Brief:
A stretch of the entries below is to be set down exactly, running from the line with "Segment dining table from the image above." through the line with "Segment window frame from the image above.", both included, and no other line.

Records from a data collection
#####

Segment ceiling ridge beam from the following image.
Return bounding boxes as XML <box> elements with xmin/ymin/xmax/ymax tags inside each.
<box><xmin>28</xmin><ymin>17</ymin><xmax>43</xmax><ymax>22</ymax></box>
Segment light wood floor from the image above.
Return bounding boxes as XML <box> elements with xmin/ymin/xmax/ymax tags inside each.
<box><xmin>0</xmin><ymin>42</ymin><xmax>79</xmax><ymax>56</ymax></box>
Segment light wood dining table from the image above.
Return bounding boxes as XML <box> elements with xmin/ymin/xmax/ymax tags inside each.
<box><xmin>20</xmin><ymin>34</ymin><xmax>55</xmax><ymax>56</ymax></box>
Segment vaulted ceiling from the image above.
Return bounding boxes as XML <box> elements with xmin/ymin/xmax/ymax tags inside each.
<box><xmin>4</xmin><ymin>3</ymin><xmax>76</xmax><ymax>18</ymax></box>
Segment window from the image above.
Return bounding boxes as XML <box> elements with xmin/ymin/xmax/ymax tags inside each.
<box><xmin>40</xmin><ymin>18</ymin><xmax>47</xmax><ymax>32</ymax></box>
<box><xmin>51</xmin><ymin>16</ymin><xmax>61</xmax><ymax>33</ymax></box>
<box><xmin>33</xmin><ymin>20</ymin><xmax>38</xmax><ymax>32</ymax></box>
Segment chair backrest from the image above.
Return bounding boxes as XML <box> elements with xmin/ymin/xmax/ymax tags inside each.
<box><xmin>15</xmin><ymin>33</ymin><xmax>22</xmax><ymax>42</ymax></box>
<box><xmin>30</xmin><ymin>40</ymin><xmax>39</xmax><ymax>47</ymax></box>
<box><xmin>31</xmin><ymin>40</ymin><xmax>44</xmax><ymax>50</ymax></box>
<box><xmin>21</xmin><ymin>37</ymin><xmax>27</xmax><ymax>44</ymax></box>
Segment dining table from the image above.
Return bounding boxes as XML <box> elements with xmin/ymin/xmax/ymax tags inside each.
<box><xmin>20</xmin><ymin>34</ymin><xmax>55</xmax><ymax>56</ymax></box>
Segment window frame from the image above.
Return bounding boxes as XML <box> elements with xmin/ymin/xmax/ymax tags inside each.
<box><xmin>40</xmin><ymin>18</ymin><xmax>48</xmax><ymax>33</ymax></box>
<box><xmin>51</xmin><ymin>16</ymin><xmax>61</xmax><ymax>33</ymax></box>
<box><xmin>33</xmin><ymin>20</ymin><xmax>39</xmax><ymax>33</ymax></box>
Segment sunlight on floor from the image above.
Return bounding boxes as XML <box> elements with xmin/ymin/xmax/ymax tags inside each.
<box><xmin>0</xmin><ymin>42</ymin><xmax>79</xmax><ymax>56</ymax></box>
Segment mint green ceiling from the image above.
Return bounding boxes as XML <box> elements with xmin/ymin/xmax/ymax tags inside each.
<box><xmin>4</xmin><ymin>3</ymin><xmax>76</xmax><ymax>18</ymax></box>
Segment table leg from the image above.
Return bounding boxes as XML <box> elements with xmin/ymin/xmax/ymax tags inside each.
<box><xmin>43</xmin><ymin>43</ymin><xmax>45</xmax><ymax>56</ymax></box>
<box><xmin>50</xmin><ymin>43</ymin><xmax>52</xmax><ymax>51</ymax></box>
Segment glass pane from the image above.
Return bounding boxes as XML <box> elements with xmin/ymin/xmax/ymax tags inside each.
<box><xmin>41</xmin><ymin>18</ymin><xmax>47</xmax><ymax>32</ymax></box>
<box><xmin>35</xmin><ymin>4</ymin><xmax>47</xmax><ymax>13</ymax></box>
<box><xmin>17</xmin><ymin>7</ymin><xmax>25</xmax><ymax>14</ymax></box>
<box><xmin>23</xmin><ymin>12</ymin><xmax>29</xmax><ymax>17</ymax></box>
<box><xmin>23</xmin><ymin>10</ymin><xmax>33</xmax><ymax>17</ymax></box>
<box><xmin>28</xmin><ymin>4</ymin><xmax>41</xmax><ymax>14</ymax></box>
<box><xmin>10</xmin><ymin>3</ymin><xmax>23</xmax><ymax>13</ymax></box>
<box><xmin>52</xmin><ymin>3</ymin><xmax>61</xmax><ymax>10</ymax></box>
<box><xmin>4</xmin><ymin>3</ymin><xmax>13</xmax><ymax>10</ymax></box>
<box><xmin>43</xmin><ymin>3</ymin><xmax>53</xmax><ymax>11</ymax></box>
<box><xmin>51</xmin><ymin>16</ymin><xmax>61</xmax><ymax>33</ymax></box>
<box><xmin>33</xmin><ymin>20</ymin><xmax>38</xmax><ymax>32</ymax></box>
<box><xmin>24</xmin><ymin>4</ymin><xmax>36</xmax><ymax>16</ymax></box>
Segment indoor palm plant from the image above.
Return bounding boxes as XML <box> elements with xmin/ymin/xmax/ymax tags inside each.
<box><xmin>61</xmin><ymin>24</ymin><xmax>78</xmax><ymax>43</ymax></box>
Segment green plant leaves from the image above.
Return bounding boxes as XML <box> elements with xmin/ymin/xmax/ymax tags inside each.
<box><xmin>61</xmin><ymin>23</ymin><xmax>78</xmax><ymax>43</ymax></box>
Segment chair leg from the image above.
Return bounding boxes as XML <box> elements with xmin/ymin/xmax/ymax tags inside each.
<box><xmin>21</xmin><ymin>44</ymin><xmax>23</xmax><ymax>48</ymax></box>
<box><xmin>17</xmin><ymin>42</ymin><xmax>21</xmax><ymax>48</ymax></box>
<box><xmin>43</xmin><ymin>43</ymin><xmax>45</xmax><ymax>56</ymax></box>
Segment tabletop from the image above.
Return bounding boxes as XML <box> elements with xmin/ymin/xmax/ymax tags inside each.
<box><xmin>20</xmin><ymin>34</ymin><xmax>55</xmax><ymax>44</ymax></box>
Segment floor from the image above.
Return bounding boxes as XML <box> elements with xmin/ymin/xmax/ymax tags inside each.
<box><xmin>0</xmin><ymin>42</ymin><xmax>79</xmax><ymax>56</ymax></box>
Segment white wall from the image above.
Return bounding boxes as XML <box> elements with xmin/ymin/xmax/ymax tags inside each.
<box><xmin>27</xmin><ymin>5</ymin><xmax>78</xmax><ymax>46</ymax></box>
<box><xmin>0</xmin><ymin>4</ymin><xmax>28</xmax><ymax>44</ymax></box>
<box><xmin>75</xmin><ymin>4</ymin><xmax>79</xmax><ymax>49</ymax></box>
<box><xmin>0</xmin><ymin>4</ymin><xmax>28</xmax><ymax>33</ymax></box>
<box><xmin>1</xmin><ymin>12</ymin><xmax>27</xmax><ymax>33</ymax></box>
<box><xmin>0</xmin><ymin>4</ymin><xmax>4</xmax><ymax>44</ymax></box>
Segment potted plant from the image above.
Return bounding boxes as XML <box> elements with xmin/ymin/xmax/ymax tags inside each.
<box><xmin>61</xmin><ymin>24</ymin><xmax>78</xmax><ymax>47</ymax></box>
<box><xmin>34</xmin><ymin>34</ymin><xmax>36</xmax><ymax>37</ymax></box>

#####

Result of this task:
Segment dining table from the image above.
Return bounding boxes as XML <box> elements with xmin/ymin/xmax/ymax tags inside each.
<box><xmin>20</xmin><ymin>34</ymin><xmax>55</xmax><ymax>56</ymax></box>
Segment window frame from the image above.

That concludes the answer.